Data to use Start Marker

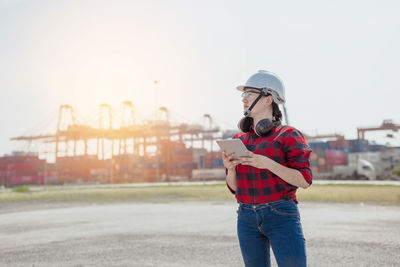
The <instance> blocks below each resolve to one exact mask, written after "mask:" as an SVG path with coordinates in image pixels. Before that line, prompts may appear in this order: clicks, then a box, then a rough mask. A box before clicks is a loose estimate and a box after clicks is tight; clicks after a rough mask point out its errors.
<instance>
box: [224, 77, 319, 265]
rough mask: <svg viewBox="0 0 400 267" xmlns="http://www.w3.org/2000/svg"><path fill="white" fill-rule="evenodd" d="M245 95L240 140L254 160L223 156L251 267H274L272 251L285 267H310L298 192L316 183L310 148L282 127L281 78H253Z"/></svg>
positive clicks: (240, 229) (296, 133)
mask: <svg viewBox="0 0 400 267" xmlns="http://www.w3.org/2000/svg"><path fill="white" fill-rule="evenodd" d="M237 89H238V90H240V91H242V92H243V93H242V98H243V100H242V101H243V105H244V110H245V117H244V118H242V120H241V121H240V122H239V124H238V126H239V129H240V130H241V133H239V134H237V135H235V136H234V137H233V138H239V139H241V140H242V142H243V143H244V144H245V146H246V147H247V149H248V150H249V151H248V156H249V157H241V158H239V159H235V157H234V156H235V155H226V153H225V152H223V162H224V165H225V167H226V169H227V176H226V183H227V186H228V188H229V190H230V191H231V192H232V193H233V194H235V197H236V199H237V201H238V203H239V208H238V211H237V212H238V220H237V233H238V238H239V244H240V249H241V252H242V256H243V260H244V263H245V265H246V267H249V266H254V267H260V266H271V260H270V247H272V250H273V252H274V255H275V258H276V261H277V263H278V265H279V266H280V267H289V266H296V267H302V266H306V250H305V239H304V236H303V231H302V227H301V223H300V214H299V211H298V208H297V198H296V190H297V188H298V187H301V188H307V187H309V186H310V185H311V183H312V173H311V170H310V163H309V156H310V153H311V149H310V148H309V146H308V144H307V142H306V140H305V138H304V137H303V135H302V134H301V133H300V132H299V131H298V130H296V129H295V128H293V127H290V126H282V125H281V119H282V113H281V112H280V110H279V106H278V104H283V103H285V92H284V87H283V83H282V81H281V80H280V79H279V77H278V76H277V75H276V74H274V73H271V72H268V71H259V72H258V73H256V74H254V75H252V76H251V77H250V78H249V79H248V81H247V82H246V85H244V86H238V87H237Z"/></svg>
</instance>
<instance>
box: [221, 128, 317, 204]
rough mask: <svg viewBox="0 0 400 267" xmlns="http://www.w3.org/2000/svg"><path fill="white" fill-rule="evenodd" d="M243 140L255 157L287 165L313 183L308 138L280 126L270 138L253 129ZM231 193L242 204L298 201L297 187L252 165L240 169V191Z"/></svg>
mask: <svg viewBox="0 0 400 267" xmlns="http://www.w3.org/2000/svg"><path fill="white" fill-rule="evenodd" d="M233 138H239V139H241V140H242V142H243V144H244V145H245V146H246V147H247V149H248V150H250V151H252V152H253V153H255V154H260V155H263V156H267V157H269V158H270V159H272V160H274V161H276V162H278V163H280V164H282V165H283V166H286V167H289V168H293V169H296V170H298V171H300V172H301V174H302V175H303V177H304V179H305V180H306V181H307V182H308V183H309V184H311V183H312V173H311V169H310V161H309V157H310V153H311V149H310V147H309V145H308V144H307V141H306V139H305V138H304V136H303V135H302V134H301V133H300V131H298V130H297V129H295V128H293V127H290V126H286V125H285V126H278V127H276V128H275V129H273V130H272V131H271V132H270V133H269V134H268V135H267V136H265V137H259V136H258V135H256V134H255V132H254V130H253V128H251V130H250V131H249V132H247V133H238V134H236V135H235V136H234V137H233ZM228 188H229V190H230V191H231V192H232V194H235V197H236V199H237V201H238V202H244V203H249V204H257V203H268V202H271V201H275V200H279V199H282V198H287V199H289V198H290V199H292V200H294V201H296V202H297V198H296V190H297V187H296V186H294V185H291V184H288V183H287V182H285V181H284V180H282V179H281V178H279V177H278V176H277V175H275V174H274V173H272V172H271V171H270V170H268V169H258V168H255V167H252V166H248V165H241V164H239V165H237V166H236V192H235V191H233V190H232V189H231V188H230V187H229V186H228Z"/></svg>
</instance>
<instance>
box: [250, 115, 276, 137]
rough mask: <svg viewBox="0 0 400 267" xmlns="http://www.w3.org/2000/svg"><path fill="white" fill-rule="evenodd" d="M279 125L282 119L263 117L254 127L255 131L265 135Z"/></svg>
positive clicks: (258, 132)
mask: <svg viewBox="0 0 400 267" xmlns="http://www.w3.org/2000/svg"><path fill="white" fill-rule="evenodd" d="M279 125H281V121H273V120H270V119H263V120H261V121H259V122H258V123H257V125H256V127H254V132H255V133H256V134H257V135H258V136H265V135H267V134H269V132H271V130H272V129H274V128H275V127H277V126H279Z"/></svg>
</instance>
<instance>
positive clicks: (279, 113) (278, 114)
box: [272, 101, 282, 121]
mask: <svg viewBox="0 0 400 267" xmlns="http://www.w3.org/2000/svg"><path fill="white" fill-rule="evenodd" d="M272 117H274V119H275V120H276V121H280V120H282V112H281V110H280V109H279V106H278V104H276V103H275V101H273V102H272Z"/></svg>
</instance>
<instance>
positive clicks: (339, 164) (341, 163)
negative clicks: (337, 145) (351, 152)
mask: <svg viewBox="0 0 400 267" xmlns="http://www.w3.org/2000/svg"><path fill="white" fill-rule="evenodd" d="M325 162H326V165H329V166H334V165H347V163H348V154H346V153H344V152H343V151H341V150H333V149H328V150H325Z"/></svg>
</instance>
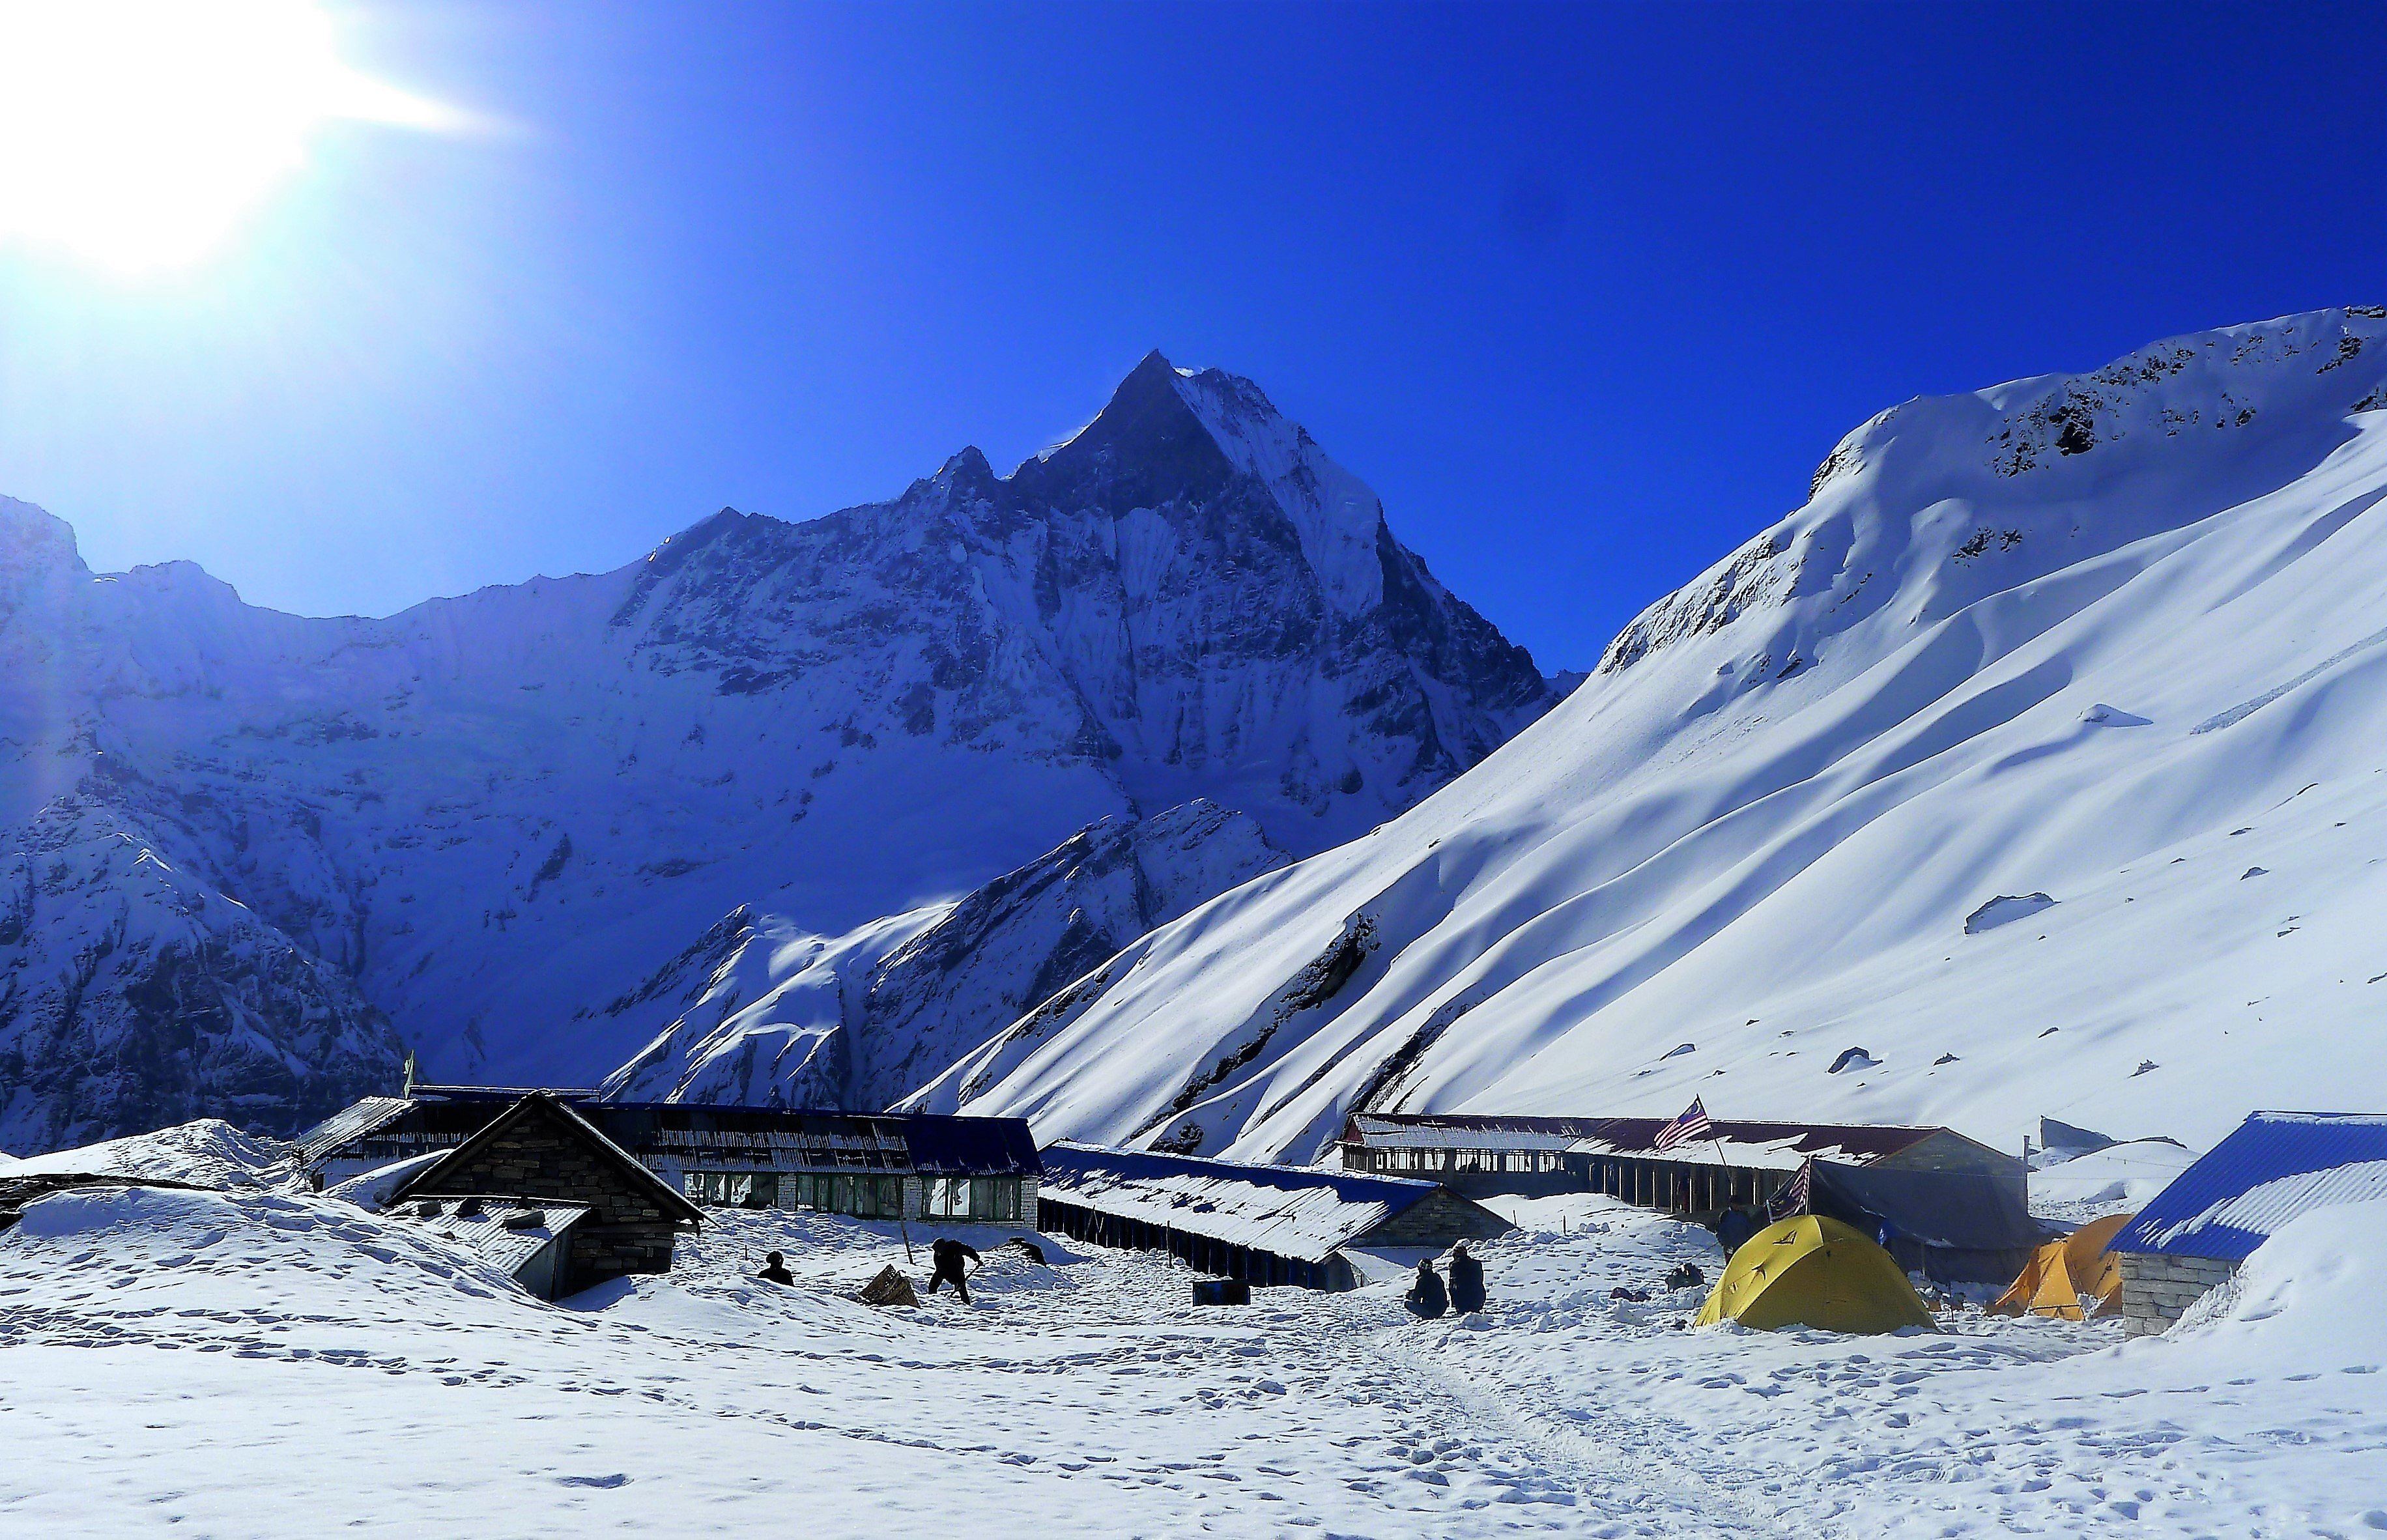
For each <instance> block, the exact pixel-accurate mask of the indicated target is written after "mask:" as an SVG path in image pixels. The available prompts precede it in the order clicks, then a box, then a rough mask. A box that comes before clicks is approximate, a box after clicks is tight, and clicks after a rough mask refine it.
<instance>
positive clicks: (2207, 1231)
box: [2112, 1113, 2387, 1261]
mask: <svg viewBox="0 0 2387 1540" xmlns="http://www.w3.org/2000/svg"><path fill="white" fill-rule="evenodd" d="M2380 1196H2387V1115H2380V1113H2253V1115H2249V1117H2246V1122H2241V1125H2239V1127H2237V1132H2234V1134H2229V1136H2227V1139H2222V1141H2220V1144H2215V1146H2213V1151H2210V1153H2208V1156H2206V1158H2203V1160H2198V1163H2196V1165H2191V1168H2189V1170H2184V1172H2179V1175H2177V1177H2175V1179H2172V1184H2170V1187H2165V1189H2163V1191H2160V1194H2155V1201H2151V1203H2148V1206H2146V1208H2141V1211H2139V1218H2134V1220H2132V1222H2129V1225H2127V1227H2124V1230H2122V1234H2117V1237H2112V1249H2115V1251H2153V1253H2160V1256H2210V1258H2222V1261H2244V1258H2246V1256H2251V1253H2253V1249H2256V1246H2260V1244H2263V1242H2265V1239H2270V1234H2272V1232H2275V1230H2280V1227H2282V1225H2287V1222H2289V1220H2292V1218H2296V1215H2299V1213H2306V1211H2311V1208H2323V1206H2327V1203H2358V1201H2363V1199H2380Z"/></svg>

Data to use End Marker

▶ _What you are asked to do_
Switch every "rough mask" in the records above to "coarse mask" and reproduce all of them with no other change. Leave the pictures out.

▶ _Task answer_
The <instance> blocks below each resolve to one exact mask, written after "mask:" as an SVG path with coordinates in image pixels. Before that line, prompts may appear in this order: clicks, then a box, then a coarse mask. A box before clicks is a loose estimate and a box after clicks is tight; clicks after a coarse mask point out its errors.
<instance>
box: [224, 77, 319, 265]
coarse mask: <svg viewBox="0 0 400 267" xmlns="http://www.w3.org/2000/svg"><path fill="white" fill-rule="evenodd" d="M245 95L240 140L254 160L223 156L251 267H274L272 251L285 267H310L298 192L316 183L310 148L282 127L281 78H253Z"/></svg>
positive clicks: (240, 229) (296, 133)
mask: <svg viewBox="0 0 400 267" xmlns="http://www.w3.org/2000/svg"><path fill="white" fill-rule="evenodd" d="M237 89H238V90H240V91H242V92H243V93H242V98H243V100H242V101H243V105H244V110H245V117H244V118H242V120H241V121H240V122H239V124H238V126H239V129H240V130H241V133H239V134H237V135H235V136H234V137H233V138H239V139H241V140H242V142H243V143H244V144H245V146H246V147H247V149H248V150H249V151H248V156H249V157H241V158H239V159H235V157H234V156H235V155H226V153H225V152H223V162H224V165H225V167H226V169H227V176H226V183H227V186H228V188H229V190H230V191H231V192H232V193H233V194H235V197H236V199H237V201H238V203H239V208H238V211H237V212H238V220H237V233H238V238H239V244H240V249H241V252H242V256H243V260H244V263H245V265H246V267H249V266H254V267H260V266H271V260H270V247H272V250H273V252H274V255H275V258H276V261H277V263H278V265H279V266H280V267H289V266H296V267H302V266H306V250H305V239H304V236H303V231H302V227H301V223H300V214H299V211H298V208H297V198H296V190H297V188H298V187H301V188H307V187H309V186H310V185H311V183H312V173H311V170H310V163H309V156H310V153H311V149H310V148H309V146H308V144H307V142H306V140H305V138H304V137H303V135H302V134H301V133H300V132H299V131H298V130H296V129H295V128H293V127H290V126H282V125H281V119H282V113H281V112H280V110H279V106H278V104H283V103H285V92H284V87H283V83H282V81H281V80H280V79H279V77H278V76H277V75H276V74H274V73H271V72H268V71H259V72H258V73H256V74H254V75H252V76H251V77H250V78H249V79H248V81H247V82H246V85H244V86H238V87H237Z"/></svg>
</instance>
<instance>
box: [221, 128, 317, 204]
coarse mask: <svg viewBox="0 0 400 267" xmlns="http://www.w3.org/2000/svg"><path fill="white" fill-rule="evenodd" d="M243 140L255 157L287 165L313 183L308 138L280 126L270 138L253 129ZM231 193L242 204L298 201L297 187L252 165L240 169V191Z"/></svg>
mask: <svg viewBox="0 0 400 267" xmlns="http://www.w3.org/2000/svg"><path fill="white" fill-rule="evenodd" d="M233 138H239V139H241V140H242V142H243V144H244V145H245V146H246V147H247V149H248V150H250V151H252V152H253V153H255V154H260V155H263V156H267V157H269V158H270V159H272V160H274V161H276V162H278V163H280V164H282V165H283V166H286V167H289V168H293V169H296V170H298V171H300V172H301V174H302V175H303V177H304V179H305V180H306V181H307V182H308V183H309V184H311V183H312V173H311V169H310V161H309V157H310V153H311V149H310V147H309V145H308V144H307V141H306V139H305V138H304V136H303V135H302V134H301V133H300V131H298V130H297V129H295V128H293V127H290V126H286V125H285V126H278V127H276V128H275V129H273V130H272V131H271V132H270V133H269V134H268V135H267V136H265V137H259V136H258V135H256V134H255V132H254V130H253V128H251V130H250V131H249V132H247V133H238V134H236V135H235V136H234V137H233ZM228 188H229V190H230V191H231V192H232V194H235V197H236V199H237V201H238V202H244V203H249V204H257V203H268V202H271V201H275V200H279V199H282V198H287V199H289V198H290V199H292V200H294V201H296V202H297V198H296V190H297V187H296V186H294V185H291V184H288V183H287V182H285V181H284V180H282V179H281V178H279V177H278V176H277V175H275V174H274V173H272V172H271V171H270V170H268V169H258V168H255V167H252V166H248V165H241V164H239V165H237V166H236V192H235V191H233V190H232V189H231V188H230V187H229V186H228Z"/></svg>
</instance>
<instance>
box: [250, 115, 276, 137]
coarse mask: <svg viewBox="0 0 400 267" xmlns="http://www.w3.org/2000/svg"><path fill="white" fill-rule="evenodd" d="M279 125L282 119L263 117L254 127L255 131L265 135Z"/></svg>
positive clicks: (258, 132)
mask: <svg viewBox="0 0 400 267" xmlns="http://www.w3.org/2000/svg"><path fill="white" fill-rule="evenodd" d="M279 125H281V121H273V120H270V119H263V120H261V121H259V122H258V123H257V125H256V127H254V132H255V133H256V134H257V135H258V136H265V135H267V134H269V132H271V130H272V129H274V128H275V127H277V126H279Z"/></svg>
</instance>
<instance>
positive clicks: (279, 113) (278, 114)
box: [272, 101, 282, 121]
mask: <svg viewBox="0 0 400 267" xmlns="http://www.w3.org/2000/svg"><path fill="white" fill-rule="evenodd" d="M272 117H274V119H275V120H276V121H280V120H282V112H281V110H280V109H279V106H278V104H276V103H275V101H273V102H272Z"/></svg>
</instance>
<instance>
positive clicks: (339, 164) (341, 163)
negative clicks: (337, 145) (351, 152)
mask: <svg viewBox="0 0 400 267" xmlns="http://www.w3.org/2000/svg"><path fill="white" fill-rule="evenodd" d="M325 162H326V165H329V166H334V165H347V163H348V154H346V153H344V152H343V151H341V150H333V149H328V150H325Z"/></svg>
</instance>
For each <instance> block, the exact pixel-accurate mask of the indicated target is written after "mask:" as an SVG path in image pixels. The available prompts precede it in the order clicks, then a box, then a coarse mask. A box that comes before clicks is approximate, a box after clicks is tight, and clicks after a coarse mask refine it.
<instance>
positive clicks: (2207, 1231)
box: [2112, 1113, 2387, 1261]
mask: <svg viewBox="0 0 2387 1540" xmlns="http://www.w3.org/2000/svg"><path fill="white" fill-rule="evenodd" d="M2380 1196H2387V1115H2380V1113H2253V1115H2249V1117H2246V1122H2241V1125H2239V1127H2237V1132H2234V1134H2229V1136H2227V1139H2222V1141H2220V1144H2215V1146H2213V1151H2210V1153H2208V1156H2206V1158H2203V1160H2198V1163H2196V1165H2191V1168H2189V1170H2184V1172H2179V1175H2177V1177H2175V1179H2172V1184H2170V1187H2165V1189H2163V1191H2160V1194H2155V1201H2151V1203H2148V1206H2146V1208H2141V1211H2139V1218H2134V1220H2132V1222H2129V1225H2127V1227H2124V1230H2122V1234H2117V1237H2112V1249H2115V1251H2153V1253H2160V1256H2210V1258H2222V1261H2244V1258H2246V1256H2251V1253H2253V1249H2256V1246H2260V1244H2263V1242H2265V1239H2270V1234H2272V1232H2275V1230H2280V1227H2282V1225H2287V1222H2289V1220H2292V1218H2296V1215H2299V1213H2306V1211H2311V1208H2323V1206H2327V1203H2358V1201H2363V1199H2380Z"/></svg>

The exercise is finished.